Saved data entries
###
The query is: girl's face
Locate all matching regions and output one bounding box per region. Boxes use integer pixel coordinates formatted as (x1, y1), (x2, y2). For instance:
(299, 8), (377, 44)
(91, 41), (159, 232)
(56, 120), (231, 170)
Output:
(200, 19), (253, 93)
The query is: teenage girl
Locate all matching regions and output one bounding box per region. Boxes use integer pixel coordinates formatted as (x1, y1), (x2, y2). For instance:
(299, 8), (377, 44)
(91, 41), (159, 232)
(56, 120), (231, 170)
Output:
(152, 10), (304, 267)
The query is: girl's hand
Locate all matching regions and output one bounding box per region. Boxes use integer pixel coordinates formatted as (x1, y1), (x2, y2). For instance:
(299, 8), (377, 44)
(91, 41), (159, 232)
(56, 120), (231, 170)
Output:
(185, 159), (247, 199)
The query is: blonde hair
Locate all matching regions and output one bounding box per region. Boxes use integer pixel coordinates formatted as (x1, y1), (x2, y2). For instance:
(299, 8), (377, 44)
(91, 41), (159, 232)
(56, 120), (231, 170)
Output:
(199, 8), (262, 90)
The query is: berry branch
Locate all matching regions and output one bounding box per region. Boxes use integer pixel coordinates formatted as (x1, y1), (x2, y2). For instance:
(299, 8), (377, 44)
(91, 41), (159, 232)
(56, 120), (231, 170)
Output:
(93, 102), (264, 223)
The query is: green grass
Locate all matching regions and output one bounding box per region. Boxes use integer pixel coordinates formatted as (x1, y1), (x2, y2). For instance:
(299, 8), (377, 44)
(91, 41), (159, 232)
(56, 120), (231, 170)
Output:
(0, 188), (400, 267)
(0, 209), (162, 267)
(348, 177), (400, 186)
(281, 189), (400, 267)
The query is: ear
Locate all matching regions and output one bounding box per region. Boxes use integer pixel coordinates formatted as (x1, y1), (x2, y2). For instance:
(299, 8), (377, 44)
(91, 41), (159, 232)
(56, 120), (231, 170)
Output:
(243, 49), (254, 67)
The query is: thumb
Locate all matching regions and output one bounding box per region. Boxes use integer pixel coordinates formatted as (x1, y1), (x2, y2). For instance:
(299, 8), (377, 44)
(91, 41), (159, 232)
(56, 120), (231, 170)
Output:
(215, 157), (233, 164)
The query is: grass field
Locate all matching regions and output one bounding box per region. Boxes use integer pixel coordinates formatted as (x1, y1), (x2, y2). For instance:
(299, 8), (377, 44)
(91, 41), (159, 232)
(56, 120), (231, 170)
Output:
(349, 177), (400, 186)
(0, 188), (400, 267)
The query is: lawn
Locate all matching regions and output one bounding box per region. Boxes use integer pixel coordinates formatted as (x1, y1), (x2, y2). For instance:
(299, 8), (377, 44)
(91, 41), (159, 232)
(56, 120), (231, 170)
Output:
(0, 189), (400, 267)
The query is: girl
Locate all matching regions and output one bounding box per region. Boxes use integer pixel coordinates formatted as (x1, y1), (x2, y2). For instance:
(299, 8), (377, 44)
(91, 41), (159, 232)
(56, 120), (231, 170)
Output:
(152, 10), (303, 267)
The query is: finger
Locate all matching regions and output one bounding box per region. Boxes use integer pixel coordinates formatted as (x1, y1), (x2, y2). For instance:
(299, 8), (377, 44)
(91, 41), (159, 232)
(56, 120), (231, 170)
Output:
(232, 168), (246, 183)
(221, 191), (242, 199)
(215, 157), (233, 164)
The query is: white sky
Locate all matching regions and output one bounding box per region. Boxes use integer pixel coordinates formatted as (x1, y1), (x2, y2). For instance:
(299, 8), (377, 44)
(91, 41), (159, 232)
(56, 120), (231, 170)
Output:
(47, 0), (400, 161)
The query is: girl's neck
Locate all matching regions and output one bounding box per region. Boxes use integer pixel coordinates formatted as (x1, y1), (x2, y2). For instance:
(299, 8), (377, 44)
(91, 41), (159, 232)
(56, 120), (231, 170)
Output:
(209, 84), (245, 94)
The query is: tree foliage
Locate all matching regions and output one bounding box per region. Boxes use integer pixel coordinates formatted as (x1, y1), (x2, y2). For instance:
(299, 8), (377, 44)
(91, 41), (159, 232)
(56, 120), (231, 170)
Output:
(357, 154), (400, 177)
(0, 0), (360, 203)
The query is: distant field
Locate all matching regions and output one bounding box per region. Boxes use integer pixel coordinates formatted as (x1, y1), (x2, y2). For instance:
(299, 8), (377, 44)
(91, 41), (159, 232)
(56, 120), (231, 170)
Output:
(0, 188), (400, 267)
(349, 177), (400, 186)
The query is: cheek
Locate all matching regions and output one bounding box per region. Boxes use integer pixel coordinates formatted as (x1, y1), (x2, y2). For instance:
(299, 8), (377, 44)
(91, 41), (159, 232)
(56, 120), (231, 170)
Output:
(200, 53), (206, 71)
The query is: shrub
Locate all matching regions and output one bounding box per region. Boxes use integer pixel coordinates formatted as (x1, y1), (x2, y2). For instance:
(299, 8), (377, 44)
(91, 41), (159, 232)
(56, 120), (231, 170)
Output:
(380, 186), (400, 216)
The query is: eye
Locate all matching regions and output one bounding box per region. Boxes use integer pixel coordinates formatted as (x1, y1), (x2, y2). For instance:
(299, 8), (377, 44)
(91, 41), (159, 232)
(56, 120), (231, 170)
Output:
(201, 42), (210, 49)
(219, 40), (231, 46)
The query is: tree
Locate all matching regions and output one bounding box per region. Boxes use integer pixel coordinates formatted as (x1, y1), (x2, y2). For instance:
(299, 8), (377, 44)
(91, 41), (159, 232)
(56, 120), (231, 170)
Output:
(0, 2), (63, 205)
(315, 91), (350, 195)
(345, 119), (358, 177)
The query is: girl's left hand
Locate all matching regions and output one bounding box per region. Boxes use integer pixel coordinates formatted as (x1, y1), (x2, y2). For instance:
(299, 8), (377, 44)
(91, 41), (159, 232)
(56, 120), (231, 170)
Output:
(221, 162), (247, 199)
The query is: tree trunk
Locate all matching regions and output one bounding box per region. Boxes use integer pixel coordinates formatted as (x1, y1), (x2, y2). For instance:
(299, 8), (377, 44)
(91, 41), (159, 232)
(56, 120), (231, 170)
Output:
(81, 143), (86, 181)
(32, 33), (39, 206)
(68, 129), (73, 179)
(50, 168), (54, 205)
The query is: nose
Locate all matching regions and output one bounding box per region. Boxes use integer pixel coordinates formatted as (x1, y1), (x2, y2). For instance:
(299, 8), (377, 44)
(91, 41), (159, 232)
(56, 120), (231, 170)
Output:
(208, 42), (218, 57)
###
= Objective =
Please recast the lines above as a Markdown table with two columns, No. for the row number and Line for the text of each line. Leave out any blank lines.

= Exercise answer =
| No. | Line |
|---|---|
| 1 | The query is: girl's face |
| 2 | Locate all matching regions and output one bounding box per region. Boxes use integer pixel coordinates formatted as (x1, y1), (x2, y2). For instance: |
| 3 | (299, 8), (377, 44) |
| 4 | (91, 41), (159, 232) |
| 5 | (56, 120), (231, 170) |
| 6 | Output: |
| 7 | (200, 19), (253, 93) |
| 8 | The query is: teenage girl |
| 9 | Locate all matching regions and output one bounding box per region. Boxes use integer pixel coordinates formatted as (x1, y1), (x2, y2). For instance: |
| 10 | (299, 8), (377, 44) |
| 11 | (91, 41), (159, 232) |
| 12 | (56, 120), (231, 170) |
| 13 | Output: |
| 14 | (152, 10), (304, 267) |
| 15 | The query is: girl's hand |
| 16 | Locate all matching regions and output one bounding box per region. Boxes use integer pixel coordinates formatted as (x1, y1), (x2, y2). For instance: |
| 17 | (299, 8), (377, 44) |
| 18 | (91, 41), (159, 232) |
| 19 | (56, 120), (231, 170) |
| 20 | Output: |
| 21 | (185, 159), (247, 199) |
| 22 | The query is: blonde hair |
| 23 | Locate all matching regions and output one bounding box per region. Boxes use integer pixel coordinates formatted as (x1, y1), (x2, y2). For instance: |
| 24 | (299, 8), (377, 44) |
| 25 | (91, 41), (159, 232) |
| 26 | (56, 120), (231, 170) |
| 27 | Output: |
| 28 | (199, 8), (262, 90) |
| 29 | The query is: berry branch |
| 30 | Locate all matching regions and output one bounding box per region. Boxes use integer pixel coordinates formatted as (x1, y1), (x2, y2). For instance: |
| 31 | (299, 8), (377, 44) |
| 32 | (91, 41), (159, 232) |
| 33 | (56, 120), (231, 170) |
| 34 | Output: |
| 35 | (93, 102), (264, 223) |
| 36 | The query is: green grass |
| 37 | Locate all matching regions and output one bounding box per region. Boxes use integer pixel coordinates formatted as (x1, y1), (x2, y2). For instance: |
| 38 | (299, 8), (377, 44) |
| 39 | (91, 41), (159, 232) |
| 40 | (56, 120), (231, 170) |
| 41 | Output: |
| 42 | (0, 188), (400, 267) |
| 43 | (0, 209), (162, 267) |
| 44 | (348, 177), (400, 186) |
| 45 | (281, 189), (400, 267) |
| 46 | The query is: ear |
| 47 | Locate all matching regions and output one bounding box per region. Boxes use integer pixel coordinates formatted as (x1, y1), (x2, y2). For instance: |
| 48 | (299, 8), (377, 44) |
| 49 | (91, 41), (159, 232) |
| 50 | (56, 120), (231, 170) |
| 51 | Output: |
| 52 | (243, 49), (254, 67) |
| 53 | The query is: thumb |
| 54 | Locate all matching regions and output one bounding box per region. Boxes use integer pixel coordinates formatted as (x1, y1), (x2, y2). For instance: |
| 55 | (299, 8), (377, 44) |
| 56 | (91, 41), (159, 232) |
| 57 | (56, 120), (231, 170) |
| 58 | Output: |
| 59 | (215, 157), (233, 164) |
| 60 | The query is: grass field |
| 61 | Locate all matching regions and output one bounding box per region. Boxes use integer pixel coordinates formatted as (x1, y1), (x2, y2). For instance: |
| 62 | (299, 8), (377, 44) |
| 63 | (91, 41), (159, 232) |
| 64 | (56, 120), (231, 170) |
| 65 | Output: |
| 66 | (349, 177), (400, 186) |
| 67 | (0, 188), (400, 267) |
| 68 | The query is: lawn |
| 69 | Locate all matching regions and output one bounding box per region. Boxes use integer pixel coordinates formatted as (x1, y1), (x2, y2). For instance: |
| 70 | (299, 8), (377, 44) |
| 71 | (91, 41), (159, 232) |
| 72 | (56, 120), (231, 170) |
| 73 | Output: |
| 74 | (0, 189), (400, 267) |
| 75 | The query is: girl |
| 76 | Locate all matching regions and output one bounding box per region. Boxes use integer pixel coordinates formatted as (x1, y1), (x2, y2). For instance: |
| 77 | (299, 8), (377, 44) |
| 78 | (91, 41), (159, 232) |
| 79 | (56, 120), (231, 170) |
| 80 | Output: |
| 81 | (152, 10), (303, 267) |
| 82 | The query is: finger |
| 83 | Locate all matching regions and output one bounding box per region. Boxes use integer pixel coordinates formatted as (x1, y1), (x2, y2). For instance: |
| 84 | (299, 8), (377, 44) |
| 85 | (91, 41), (159, 232) |
| 86 | (56, 120), (231, 170) |
| 87 | Output: |
| 88 | (232, 168), (246, 183) |
| 89 | (221, 191), (242, 199) |
| 90 | (215, 157), (233, 164) |
| 91 | The query is: white sky |
| 92 | Locate all matching regions and output one bounding box per region. Boxes use integer pixel coordinates formatted as (x1, y1), (x2, y2). For instance: |
| 93 | (299, 8), (377, 44) |
| 94 | (91, 41), (159, 232) |
| 95 | (56, 120), (231, 170) |
| 96 | Output: |
| 97 | (47, 0), (400, 161) |
| 98 | The query is: girl's neck |
| 99 | Locate all matching regions and output one bounding box per region. Boxes use integer pixel coordinates formatted as (x1, y1), (x2, y2). For instance: |
| 100 | (299, 8), (377, 44) |
| 101 | (91, 41), (159, 232) |
| 102 | (56, 120), (231, 170) |
| 103 | Output: |
| 104 | (209, 84), (245, 94) |
| 105 | The query is: tree foliage |
| 106 | Locate all matching regions and output one bounding box per region. Boxes use integer pixel coordinates formatted as (x1, y1), (x2, y2). For instance: |
| 107 | (299, 8), (377, 44) |
| 108 | (91, 41), (159, 232) |
| 109 | (56, 120), (231, 170) |
| 110 | Output: |
| 111 | (357, 154), (400, 177) |
| 112 | (0, 0), (360, 203) |
| 113 | The query is: distant field |
| 114 | Locate all matching regions and output one bounding box per region. Boxes use integer pixel coordinates formatted as (x1, y1), (x2, y2). For instance: |
| 115 | (299, 8), (377, 44) |
| 116 | (91, 41), (159, 232) |
| 117 | (56, 120), (231, 170) |
| 118 | Output: |
| 119 | (0, 188), (400, 267) |
| 120 | (349, 177), (400, 186) |
| 121 | The query is: cheek |
| 122 | Locate all matching regions and output one bounding box per region. Boxes use integer pixel coordinates formatted as (x1, y1), (x2, y2). For instance: |
| 123 | (299, 8), (377, 44) |
| 124 | (91, 41), (159, 232) |
| 125 | (56, 120), (231, 170) |
| 126 | Output: |
| 127 | (200, 53), (206, 71) |
| 128 | The query is: shrub |
| 129 | Locate all matching regions and output one bounding box per region. Boxes use integer pixel coordinates formatted as (x1, y1), (x2, y2). For instance: |
| 130 | (299, 8), (377, 44) |
| 131 | (91, 41), (159, 232) |
| 132 | (56, 120), (231, 170) |
| 133 | Output: |
| 134 | (380, 186), (400, 216) |
| 135 | The query is: eye |
| 136 | Locate all matching regions and output one bounding box per region. Boxes use integer pixel coordinates formatted as (x1, y1), (x2, y2). For instance: |
| 137 | (299, 8), (377, 44) |
| 138 | (91, 41), (159, 232) |
| 139 | (56, 120), (231, 170) |
| 140 | Output: |
| 141 | (201, 42), (210, 49) |
| 142 | (219, 40), (231, 46) |
| 143 | The query is: tree |
| 144 | Locate all matching regions and output one bounding box per region. Boxes use integer pixel coordinates formatted as (x1, y1), (x2, y2). For instance: |
| 145 | (299, 8), (377, 44) |
| 146 | (91, 41), (159, 232) |
| 147 | (56, 120), (231, 170) |
| 148 | Output: |
| 149 | (0, 2), (63, 205) |
| 150 | (315, 91), (350, 195) |
| 151 | (345, 119), (358, 177) |
| 152 | The query is: girl's left hand |
| 153 | Locate all matching regions and output one bounding box per region. Boxes use integer pixel coordinates formatted as (x1, y1), (x2, y2). For instance: |
| 154 | (299, 8), (377, 44) |
| 155 | (91, 41), (159, 232) |
| 156 | (56, 120), (231, 170) |
| 157 | Output: |
| 158 | (221, 162), (247, 199) |
| 159 | The query is: tree trunk |
| 160 | Locate all matching regions and output one bounding box per region. Boxes use integer pixel coordinates formatted as (x1, y1), (x2, y2). For instance: |
| 161 | (299, 8), (377, 44) |
| 162 | (91, 41), (159, 232) |
| 163 | (56, 120), (231, 170) |
| 164 | Output: |
| 165 | (81, 143), (86, 181) |
| 166 | (32, 33), (39, 206) |
| 167 | (68, 129), (73, 179) |
| 168 | (50, 168), (54, 205) |
| 169 | The query is: nose |
| 170 | Locate all matching regions and output one bounding box per region. Boxes use integer pixel coordinates formatted as (x1, y1), (x2, y2). For instance: |
| 171 | (299, 8), (377, 44) |
| 172 | (91, 41), (159, 232) |
| 173 | (56, 120), (231, 170) |
| 174 | Output: |
| 175 | (208, 42), (218, 57) |